Esercizi da svolgere:
a. Trascrivi alla lettera il passo del commento su Charlie e Dora che comincia con "Ho amato questo" e prosegue fino a "invece avrebbe meritato.".
b. Stabilisci se ciascuna affermazione concorda con il commento su Charlie e Dora. Rispondi sì o no e cita tra virgolette le parole del commento che lo dimostrano.
(i) Il finale si chiude con toni bassi e mesti.
(ii) È Dora la prima ad attribuire un paio di ali a Charlie.
(iii) L'amore tra i due personaggi sembra destinato a concretizzarsi.
c. Scrivi il seguito del commento su Charlie e Dora, riprendendo subito dopo la sua ultima frase.

Testo fornito:

+---+

Mi è piaciuto anche il finale, mi è piaciuto perché finisce in sordina, quasi bruscamente, con toni bassi, mesti, come uno scuotere di testa da parte del narratore. Mi è piaciuto soprattutto perché dai a capire che per tutto il tempo questi due personaggi hanno pensato di avere davanti tutto il tempo del mondo, mentre è quando il tempo si ferma che Charlie si rende conto che non c'è modo di farlo ripartire. La concezione di tempo è relativa, e alla fine, anche se lento, quello a loro disposizione, è scorso tutto quanto. Mi è piaciuto anche perché fai capire che Charlie ha davvero inseguito un drago, un'illusione, e che anche lui, quando partiva, non faceva altro che attendere. Attendeva il momento in cui sarebbe tornato a casa.
Ho amato questo amore che non trova mai il suo tempo, che non sembra proprio destinato a concretizzarsi, e che quindi trova la sua personale dimensione nelle attese e nel riconoscersi. E' un amore sfuggente, doloroso, fatto di attimi che valgono una vita, e di vuoti immensi che non possono essere riempiti. E' un amore destinato a fare male, il cui eco dà la misura di quanto invece avrebbe meritato.
Ultime considerazione, che ho lasciato indietro lungo il mio delirio: ho adorato il fatto che tu abbia riportato verso la fine la prima parte, tra parentesi, quasi a rendere visivamente l'eco di quelle parole, una sovrapposizione di tempi e di sensazioni, che si capovolgono. Ho trovato molto ironico che fosse Charlie il primo ad affibbiare un paio di ali a Dora, visto che è lui quello con l'ossessione per i draghi: sono ali differenti, purtroppo. Comunque in quelle sue prime parole, ho sentito la paura di essere lasciato, anche se sicuramente in tutt'altro modo di come in effetti è stato lasciato. Ho amato l'immagine di Tonks che con poco riesce a sconvolgere la vita di Charlie, quasi fosse un monito, un suggerimento che gli stava dicendo: a volte la vita vera sta nelle piccole cose, nei dettagli quotidiani, mentre Charlie mira alla grandezza, non ha capito che le misure, di tempo, di spazio, di peso, di grandezza sono relative, illusioni.

+---+

Voci di etichettatura dei contorni:
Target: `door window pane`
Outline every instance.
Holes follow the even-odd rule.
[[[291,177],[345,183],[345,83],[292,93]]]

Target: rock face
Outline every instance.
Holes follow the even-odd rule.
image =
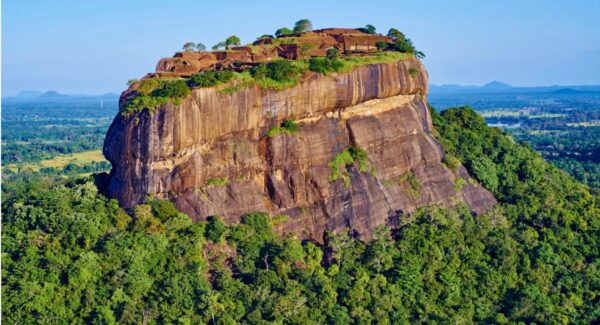
[[[416,59],[311,73],[284,90],[195,89],[180,105],[115,118],[104,144],[108,192],[126,208],[148,194],[169,199],[195,220],[234,223],[265,211],[282,216],[281,233],[315,240],[346,227],[369,239],[426,205],[465,202],[481,212],[495,200],[463,167],[441,163],[426,93]],[[298,132],[266,136],[284,119]],[[350,146],[364,149],[373,168],[347,166],[345,186],[329,180],[330,162]]]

+---+

Soluzioni degli esercizi:
a.
Ho amato questo amore che non trova mai il suo tempo, che non sembra proprio destinato a concretizzarsi, e che quindi trova la sua personale dimensione nelle attese e nel riconoscersi. E' un amore sfuggente, doloroso, fatto di attimi che valgono una vita, e di vuoti immensi che non possono essere riempiti. E' un amore destinato a fare male, il cui eco dà la misura di quanto invece avrebbe meritato.

b.
(i) Sì: «finisce in sordina, quasi bruscamente, con toni bassi, mesti».
(ii) No: «fosse Charlie il primo ad affibbiare un paio di ali a Dora».
(iii) No: «che non sembra proprio destinato a concretizzarsi».

c.
Bella anche la contrapposizione tra "ovattato" che richiama al fatto che Charlie non ascolta quello che il cuore veramente gli dice, e "troppo semplice" perché forse la soluzione per Dora sarebbe potuta essere a portata di mano, perché alla fine Dora ha sprecato parte della sua vita nell'attesa, nel camuffarsi, perché aveva bisogno di sentirsi riconoscere e dire che era bella al naturale, perché se Charlie la riconosce allora vuol dire che la ama.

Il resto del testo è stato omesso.